▶ _PASSAGE TO READ_
As in the case of HUVEC, this phenomenon translated in reduced proliferation and migration of HDLEC in response to VEGF-C (Fig. 2C). Finally, VEGFR1 activation by PlGF in HUVEC was also inhibited by FRS2α knockdown (Fig. 2D). The decreased signaling response to VEGF-A was independent of the isoform used. Stimulation of HUVEC with VEGF-A₁₂₁ that signals via VEGFR2 but, unlike VEGF-A₁₆₅, does not require binding to neuropilin-1, resulted in similarly decreased VEGFR2 activation (Fig. S1A) as was the response to VEGF-C (Fig. S1B). To demonstrate that this response to VEGF following FRS2α knockdown is specific to receptors interacting with FRS2α, HUVEC and HDLEC were treated with EGF. The experiment presented in Fig. S1 C and D showed that FRS2α knockdown had no effect on EGF-induced ERK activation.

Because the VEGF-ERK pathway plays an important role in postnatal vascular development and adult angiogenesis and arteriogenesis, we next investigated whether any vascular abnormalities are present in Frs2α mutant mice. As previously reported, homozygous Frs2α4F mutants (Frs2α^4F/4F, deficient in Grb-2 binding) are viable (14), whereas homozygous Frs2α^2F/2F mutants (deficient in Shp-2 binding) exhibit a profound decrease in ERK activity and die during embryonic development (15). Because it is difficult to distinguish whether developmental defects in Frs2α^2F/2F mutants are due to abnormalities of VEGF or FGF signaling, we concentrated on adult Frs2α^4F/4F mice.

Frs2α^4F/4F knock-in mice are born at the appropriate Mendelian frequency but are significantly smaller than their wild-type littermates (Fig. S2 A and B). Examination of heart, lung, and liver vasculature demonstrated comparably normal vascular architecture, and expression levels of VE-cadherin and VEGFR2 mRNAs were similar to wild-type mice (Fig. S2C), thereby suggesting comparable endothelial cell mass and normal developmental angiogenesis.

▶ _TASK GOAL_
Can you pull out, word for word, the part of the FRS2α signaling passage starting with "As in the case" and going on through "EGF-induced ERK activation."?

▶ _SOURCE INFORMATION_
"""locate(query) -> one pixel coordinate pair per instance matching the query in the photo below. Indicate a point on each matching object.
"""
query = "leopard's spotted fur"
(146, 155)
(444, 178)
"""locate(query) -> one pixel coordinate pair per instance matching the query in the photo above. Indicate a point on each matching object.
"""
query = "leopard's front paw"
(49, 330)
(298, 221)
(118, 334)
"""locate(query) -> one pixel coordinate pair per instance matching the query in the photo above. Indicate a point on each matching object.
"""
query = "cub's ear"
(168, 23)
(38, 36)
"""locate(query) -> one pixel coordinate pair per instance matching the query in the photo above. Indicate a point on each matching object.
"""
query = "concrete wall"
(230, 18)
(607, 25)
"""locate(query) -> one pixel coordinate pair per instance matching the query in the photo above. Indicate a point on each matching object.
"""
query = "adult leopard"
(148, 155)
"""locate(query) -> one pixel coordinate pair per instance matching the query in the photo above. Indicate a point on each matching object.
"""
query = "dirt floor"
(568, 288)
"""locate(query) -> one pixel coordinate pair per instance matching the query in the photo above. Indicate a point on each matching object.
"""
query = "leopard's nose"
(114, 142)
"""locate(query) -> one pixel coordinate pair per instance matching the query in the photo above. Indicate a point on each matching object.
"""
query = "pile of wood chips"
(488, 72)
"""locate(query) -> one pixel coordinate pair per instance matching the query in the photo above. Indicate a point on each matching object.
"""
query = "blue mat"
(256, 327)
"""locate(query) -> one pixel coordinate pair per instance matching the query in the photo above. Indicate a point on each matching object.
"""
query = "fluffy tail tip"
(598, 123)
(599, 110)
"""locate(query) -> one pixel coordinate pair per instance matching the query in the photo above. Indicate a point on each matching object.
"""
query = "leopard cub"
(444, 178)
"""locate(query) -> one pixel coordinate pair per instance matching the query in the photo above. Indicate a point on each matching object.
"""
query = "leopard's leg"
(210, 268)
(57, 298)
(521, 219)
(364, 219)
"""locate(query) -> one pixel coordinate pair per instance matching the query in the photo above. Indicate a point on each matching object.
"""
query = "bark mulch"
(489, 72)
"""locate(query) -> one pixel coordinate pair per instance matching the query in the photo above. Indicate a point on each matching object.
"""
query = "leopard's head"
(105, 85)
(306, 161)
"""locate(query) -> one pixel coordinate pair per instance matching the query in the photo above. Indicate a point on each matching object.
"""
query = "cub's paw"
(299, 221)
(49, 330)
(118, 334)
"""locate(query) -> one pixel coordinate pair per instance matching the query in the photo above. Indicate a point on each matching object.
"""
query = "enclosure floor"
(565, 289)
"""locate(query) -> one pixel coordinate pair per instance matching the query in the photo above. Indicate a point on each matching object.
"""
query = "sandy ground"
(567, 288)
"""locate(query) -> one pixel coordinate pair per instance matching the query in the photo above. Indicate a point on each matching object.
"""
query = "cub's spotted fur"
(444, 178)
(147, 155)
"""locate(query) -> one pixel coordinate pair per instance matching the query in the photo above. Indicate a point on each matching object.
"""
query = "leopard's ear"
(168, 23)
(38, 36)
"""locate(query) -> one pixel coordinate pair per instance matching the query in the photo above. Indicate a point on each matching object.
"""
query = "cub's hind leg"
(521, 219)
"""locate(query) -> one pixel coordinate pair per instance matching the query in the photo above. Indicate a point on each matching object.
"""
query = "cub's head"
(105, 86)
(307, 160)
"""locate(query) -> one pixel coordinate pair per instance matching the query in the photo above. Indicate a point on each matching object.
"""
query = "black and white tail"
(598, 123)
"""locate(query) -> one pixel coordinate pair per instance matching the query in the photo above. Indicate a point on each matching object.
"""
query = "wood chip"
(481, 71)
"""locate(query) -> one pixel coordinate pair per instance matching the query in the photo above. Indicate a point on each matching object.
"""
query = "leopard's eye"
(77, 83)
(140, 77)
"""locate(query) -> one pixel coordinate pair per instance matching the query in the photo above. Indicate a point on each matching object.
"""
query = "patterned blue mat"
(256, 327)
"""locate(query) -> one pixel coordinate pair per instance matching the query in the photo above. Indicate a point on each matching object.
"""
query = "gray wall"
---
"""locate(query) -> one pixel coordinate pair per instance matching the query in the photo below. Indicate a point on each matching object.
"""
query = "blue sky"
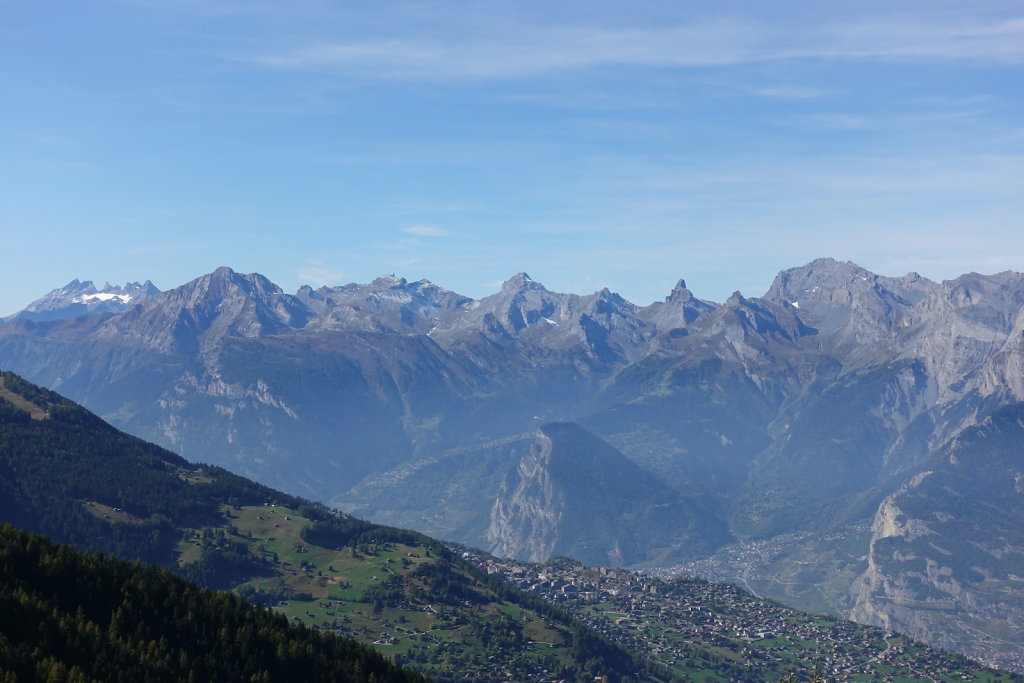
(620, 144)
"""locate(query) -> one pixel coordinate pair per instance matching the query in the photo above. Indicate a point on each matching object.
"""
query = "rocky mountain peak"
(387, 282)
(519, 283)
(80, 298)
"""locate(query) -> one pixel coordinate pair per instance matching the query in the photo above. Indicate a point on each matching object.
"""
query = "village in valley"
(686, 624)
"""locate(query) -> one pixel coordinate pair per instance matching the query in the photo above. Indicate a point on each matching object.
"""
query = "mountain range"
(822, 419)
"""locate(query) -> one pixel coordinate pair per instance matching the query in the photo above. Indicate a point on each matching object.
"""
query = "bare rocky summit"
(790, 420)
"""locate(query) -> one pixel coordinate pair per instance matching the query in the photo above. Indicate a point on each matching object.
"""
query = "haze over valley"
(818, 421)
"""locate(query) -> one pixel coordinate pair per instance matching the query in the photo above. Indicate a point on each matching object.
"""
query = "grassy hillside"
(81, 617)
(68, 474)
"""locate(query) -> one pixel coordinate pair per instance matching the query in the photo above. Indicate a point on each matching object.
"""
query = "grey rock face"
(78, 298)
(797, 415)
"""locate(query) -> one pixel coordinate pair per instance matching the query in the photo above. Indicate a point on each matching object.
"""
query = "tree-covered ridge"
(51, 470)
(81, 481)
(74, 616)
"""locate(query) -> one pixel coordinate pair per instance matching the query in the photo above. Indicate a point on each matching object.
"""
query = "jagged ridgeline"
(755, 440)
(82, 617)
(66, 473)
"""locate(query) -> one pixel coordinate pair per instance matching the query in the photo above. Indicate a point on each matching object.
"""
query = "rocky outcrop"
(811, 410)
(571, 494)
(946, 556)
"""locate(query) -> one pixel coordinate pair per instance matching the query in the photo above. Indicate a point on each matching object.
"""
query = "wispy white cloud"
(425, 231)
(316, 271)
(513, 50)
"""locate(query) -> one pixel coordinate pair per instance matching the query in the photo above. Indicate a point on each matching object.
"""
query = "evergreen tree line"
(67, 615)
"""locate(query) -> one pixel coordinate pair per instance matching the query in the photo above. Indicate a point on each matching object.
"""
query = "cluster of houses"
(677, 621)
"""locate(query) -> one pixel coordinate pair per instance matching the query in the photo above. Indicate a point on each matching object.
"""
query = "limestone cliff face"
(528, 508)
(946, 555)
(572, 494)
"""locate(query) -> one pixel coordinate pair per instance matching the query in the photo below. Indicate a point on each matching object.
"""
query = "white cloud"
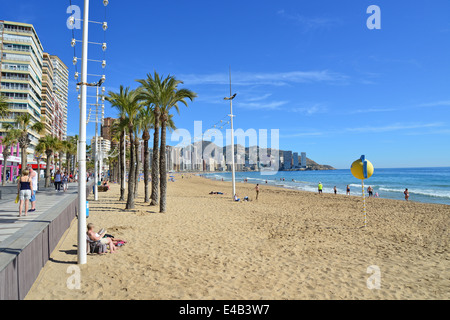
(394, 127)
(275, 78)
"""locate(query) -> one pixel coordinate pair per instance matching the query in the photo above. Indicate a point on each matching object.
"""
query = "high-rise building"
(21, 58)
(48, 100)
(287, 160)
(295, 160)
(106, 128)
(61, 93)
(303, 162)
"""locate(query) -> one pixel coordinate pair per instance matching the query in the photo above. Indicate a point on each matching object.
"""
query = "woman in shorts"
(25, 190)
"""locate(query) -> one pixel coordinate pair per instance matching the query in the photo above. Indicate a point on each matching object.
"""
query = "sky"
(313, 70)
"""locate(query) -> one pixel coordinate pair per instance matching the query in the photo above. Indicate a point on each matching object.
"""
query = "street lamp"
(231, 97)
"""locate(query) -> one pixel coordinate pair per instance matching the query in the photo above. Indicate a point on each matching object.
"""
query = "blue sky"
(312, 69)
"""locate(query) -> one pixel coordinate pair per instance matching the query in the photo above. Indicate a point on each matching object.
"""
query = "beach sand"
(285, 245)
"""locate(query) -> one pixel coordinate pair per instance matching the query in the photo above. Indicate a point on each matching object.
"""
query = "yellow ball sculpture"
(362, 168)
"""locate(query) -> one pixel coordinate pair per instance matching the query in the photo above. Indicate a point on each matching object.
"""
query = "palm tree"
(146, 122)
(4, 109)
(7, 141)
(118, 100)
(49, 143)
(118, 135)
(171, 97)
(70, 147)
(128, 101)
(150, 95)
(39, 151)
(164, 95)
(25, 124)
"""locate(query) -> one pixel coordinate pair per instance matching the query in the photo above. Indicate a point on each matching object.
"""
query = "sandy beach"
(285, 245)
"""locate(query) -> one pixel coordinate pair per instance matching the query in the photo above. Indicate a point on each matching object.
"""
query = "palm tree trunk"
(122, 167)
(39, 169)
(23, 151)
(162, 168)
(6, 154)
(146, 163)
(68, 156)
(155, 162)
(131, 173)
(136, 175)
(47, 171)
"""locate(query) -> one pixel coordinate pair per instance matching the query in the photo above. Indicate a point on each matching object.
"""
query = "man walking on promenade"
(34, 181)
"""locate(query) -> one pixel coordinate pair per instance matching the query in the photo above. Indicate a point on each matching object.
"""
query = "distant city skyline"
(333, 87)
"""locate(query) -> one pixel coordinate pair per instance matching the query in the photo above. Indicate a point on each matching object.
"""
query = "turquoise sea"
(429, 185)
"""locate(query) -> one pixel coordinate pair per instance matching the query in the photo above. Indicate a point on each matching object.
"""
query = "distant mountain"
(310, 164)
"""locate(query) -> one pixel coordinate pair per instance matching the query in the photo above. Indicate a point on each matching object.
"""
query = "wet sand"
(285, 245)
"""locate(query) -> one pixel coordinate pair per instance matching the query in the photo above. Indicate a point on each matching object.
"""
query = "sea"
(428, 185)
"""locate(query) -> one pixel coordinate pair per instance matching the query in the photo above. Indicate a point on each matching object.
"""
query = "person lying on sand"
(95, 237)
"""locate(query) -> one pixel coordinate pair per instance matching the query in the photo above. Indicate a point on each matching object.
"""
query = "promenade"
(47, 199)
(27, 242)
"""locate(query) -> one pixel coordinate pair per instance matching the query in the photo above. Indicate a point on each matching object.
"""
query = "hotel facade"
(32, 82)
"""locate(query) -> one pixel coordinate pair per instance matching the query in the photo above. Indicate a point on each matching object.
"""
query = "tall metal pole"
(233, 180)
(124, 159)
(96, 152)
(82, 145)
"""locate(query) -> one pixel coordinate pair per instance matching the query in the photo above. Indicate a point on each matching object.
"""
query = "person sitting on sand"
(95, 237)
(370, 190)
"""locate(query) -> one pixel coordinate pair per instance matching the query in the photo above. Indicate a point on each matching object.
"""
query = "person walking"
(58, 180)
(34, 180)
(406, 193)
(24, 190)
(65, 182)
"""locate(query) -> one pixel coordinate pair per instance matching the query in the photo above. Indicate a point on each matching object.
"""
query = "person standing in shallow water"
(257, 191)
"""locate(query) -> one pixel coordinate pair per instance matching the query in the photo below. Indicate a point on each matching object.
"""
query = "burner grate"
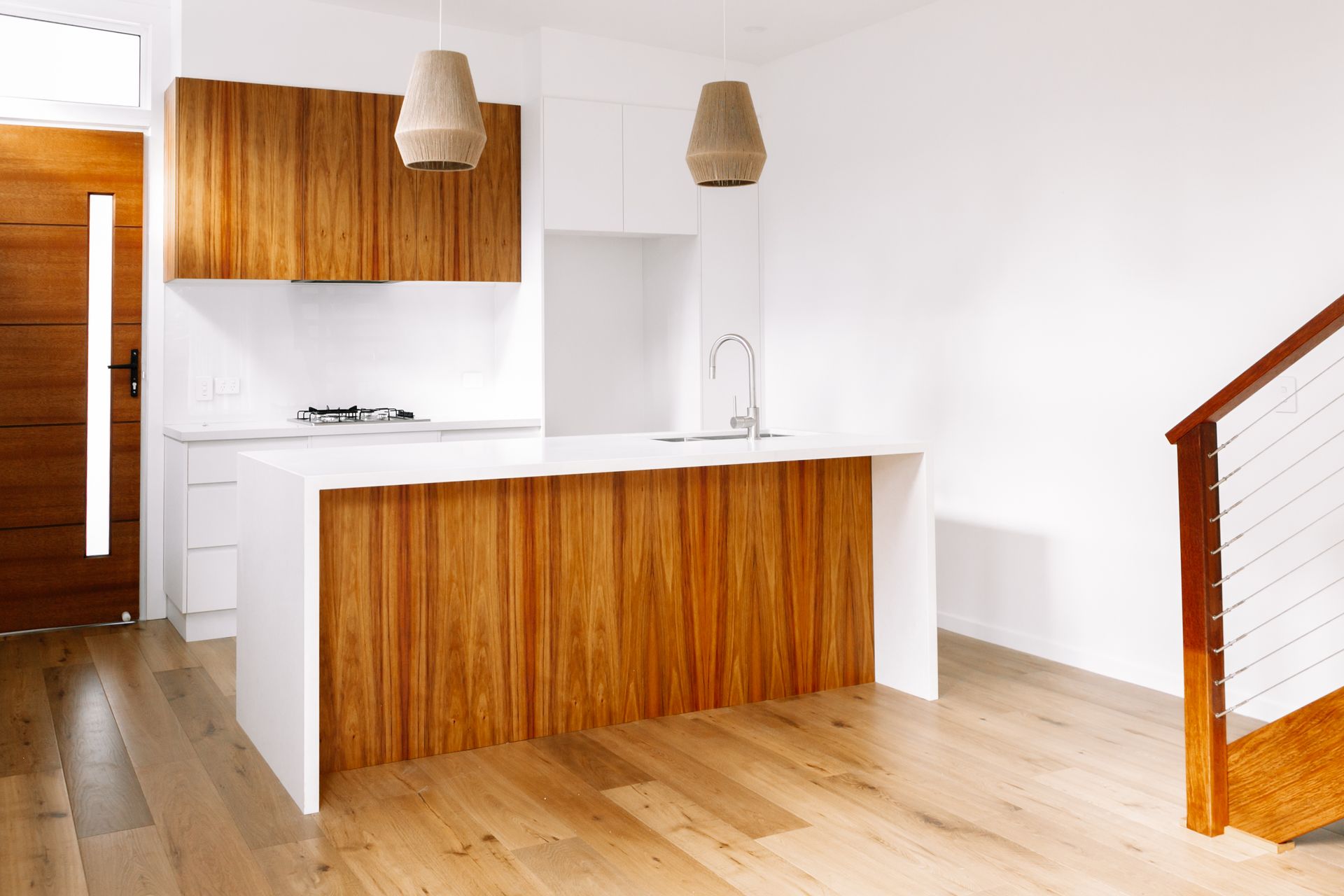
--
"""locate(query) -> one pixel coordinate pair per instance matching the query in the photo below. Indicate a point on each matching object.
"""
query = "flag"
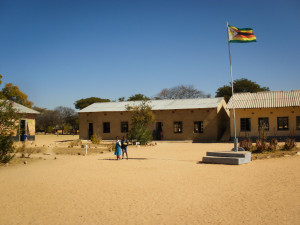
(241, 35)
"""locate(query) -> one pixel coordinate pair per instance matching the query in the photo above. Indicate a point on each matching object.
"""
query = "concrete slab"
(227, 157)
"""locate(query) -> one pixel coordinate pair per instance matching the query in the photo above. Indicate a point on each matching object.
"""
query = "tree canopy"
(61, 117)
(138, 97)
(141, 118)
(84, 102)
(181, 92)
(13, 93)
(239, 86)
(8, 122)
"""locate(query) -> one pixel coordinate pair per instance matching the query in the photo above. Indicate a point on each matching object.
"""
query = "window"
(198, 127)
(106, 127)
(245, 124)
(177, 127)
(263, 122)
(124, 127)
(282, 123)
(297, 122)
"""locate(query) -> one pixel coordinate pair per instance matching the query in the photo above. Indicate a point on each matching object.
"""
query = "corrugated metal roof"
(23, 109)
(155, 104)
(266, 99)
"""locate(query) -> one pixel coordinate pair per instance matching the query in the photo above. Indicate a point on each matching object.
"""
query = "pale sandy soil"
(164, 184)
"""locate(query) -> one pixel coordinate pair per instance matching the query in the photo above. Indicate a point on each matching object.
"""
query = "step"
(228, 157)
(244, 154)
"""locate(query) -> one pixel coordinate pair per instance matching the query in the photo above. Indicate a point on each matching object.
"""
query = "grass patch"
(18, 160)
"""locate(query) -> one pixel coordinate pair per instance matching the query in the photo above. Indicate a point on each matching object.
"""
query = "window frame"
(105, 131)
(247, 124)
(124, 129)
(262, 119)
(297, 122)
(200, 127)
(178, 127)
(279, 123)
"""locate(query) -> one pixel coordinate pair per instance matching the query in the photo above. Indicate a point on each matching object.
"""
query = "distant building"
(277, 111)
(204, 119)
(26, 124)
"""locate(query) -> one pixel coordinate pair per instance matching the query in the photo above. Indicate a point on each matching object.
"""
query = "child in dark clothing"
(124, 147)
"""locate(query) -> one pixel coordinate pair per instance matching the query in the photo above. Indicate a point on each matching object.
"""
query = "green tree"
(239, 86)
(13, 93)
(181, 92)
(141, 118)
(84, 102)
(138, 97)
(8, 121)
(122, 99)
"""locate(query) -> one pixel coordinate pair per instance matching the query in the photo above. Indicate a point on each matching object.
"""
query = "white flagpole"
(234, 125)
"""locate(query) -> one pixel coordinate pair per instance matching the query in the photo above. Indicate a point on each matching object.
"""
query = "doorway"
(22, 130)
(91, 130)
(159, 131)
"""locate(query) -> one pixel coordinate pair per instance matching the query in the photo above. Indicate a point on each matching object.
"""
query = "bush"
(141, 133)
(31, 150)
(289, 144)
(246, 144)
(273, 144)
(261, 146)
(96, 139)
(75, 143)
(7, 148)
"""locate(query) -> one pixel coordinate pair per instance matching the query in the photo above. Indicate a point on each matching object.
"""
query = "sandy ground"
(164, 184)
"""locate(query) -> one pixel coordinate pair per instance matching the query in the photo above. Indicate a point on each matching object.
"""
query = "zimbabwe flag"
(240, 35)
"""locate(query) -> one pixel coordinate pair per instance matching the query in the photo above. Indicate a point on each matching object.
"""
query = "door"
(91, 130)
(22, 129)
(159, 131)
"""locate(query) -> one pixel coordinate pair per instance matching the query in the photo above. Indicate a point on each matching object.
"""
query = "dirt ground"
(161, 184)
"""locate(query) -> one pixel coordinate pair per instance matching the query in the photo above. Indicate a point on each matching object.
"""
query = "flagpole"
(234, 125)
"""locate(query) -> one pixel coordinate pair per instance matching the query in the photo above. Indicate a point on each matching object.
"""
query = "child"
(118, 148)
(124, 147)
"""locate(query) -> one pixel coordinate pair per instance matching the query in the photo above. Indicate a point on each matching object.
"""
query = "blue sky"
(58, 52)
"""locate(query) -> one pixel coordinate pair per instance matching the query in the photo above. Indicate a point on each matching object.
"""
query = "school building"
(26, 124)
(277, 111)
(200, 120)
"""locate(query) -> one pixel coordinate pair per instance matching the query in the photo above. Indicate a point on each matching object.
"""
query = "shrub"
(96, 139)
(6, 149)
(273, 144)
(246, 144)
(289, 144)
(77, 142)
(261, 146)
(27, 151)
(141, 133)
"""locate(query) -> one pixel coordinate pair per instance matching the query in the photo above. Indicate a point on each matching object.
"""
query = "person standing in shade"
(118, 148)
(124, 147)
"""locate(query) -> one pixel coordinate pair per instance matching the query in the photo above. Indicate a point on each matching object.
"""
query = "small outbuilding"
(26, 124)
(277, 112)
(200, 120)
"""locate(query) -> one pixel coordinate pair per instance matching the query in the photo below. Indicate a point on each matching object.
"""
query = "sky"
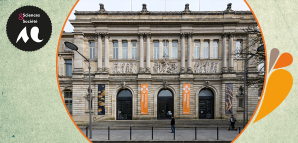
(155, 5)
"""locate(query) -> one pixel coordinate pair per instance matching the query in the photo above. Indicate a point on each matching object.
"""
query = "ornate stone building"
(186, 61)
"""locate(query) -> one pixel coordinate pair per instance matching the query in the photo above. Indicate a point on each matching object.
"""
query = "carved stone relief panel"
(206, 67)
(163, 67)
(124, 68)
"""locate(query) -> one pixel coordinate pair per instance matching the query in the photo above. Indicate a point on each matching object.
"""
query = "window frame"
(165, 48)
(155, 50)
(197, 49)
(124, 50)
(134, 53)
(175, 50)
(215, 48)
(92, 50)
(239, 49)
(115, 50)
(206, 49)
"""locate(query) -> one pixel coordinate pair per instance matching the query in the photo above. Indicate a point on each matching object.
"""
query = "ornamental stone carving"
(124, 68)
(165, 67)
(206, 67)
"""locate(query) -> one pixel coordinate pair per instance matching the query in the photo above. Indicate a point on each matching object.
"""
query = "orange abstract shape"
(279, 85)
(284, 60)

▶ _WORKED SOLUTION_
As in the case of HUVEC, this phenomenon translated in reduced proliferation and migration of HDLEC in response to VEGF-C (Fig. 2C). Finally, VEGFR1 activation by PlGF in HUVEC was also inhibited by FRS2α knockdown (Fig. 2D). The decreased signaling response to VEGF-A was independent of the isoform used. Stimulation of HUVEC with VEGF-A₁₂₁ that signals via VEGFR2 but, unlike VEGF-A₁₆₅, does not require binding to neuropilin-1, resulted in similarly decreased VEGFR2 activation (Fig. S1A) as was the response to VEGF-C (Fig. S1B). To demonstrate that this response to VEGF following FRS2α knockdown is specific to receptors interacting with FRS2α, HUVEC and HDLEC were treated with EGF. The experiment presented in Fig. S1 C and D showed that FRS2α knockdown had no effect on EGF-induced ERK activation.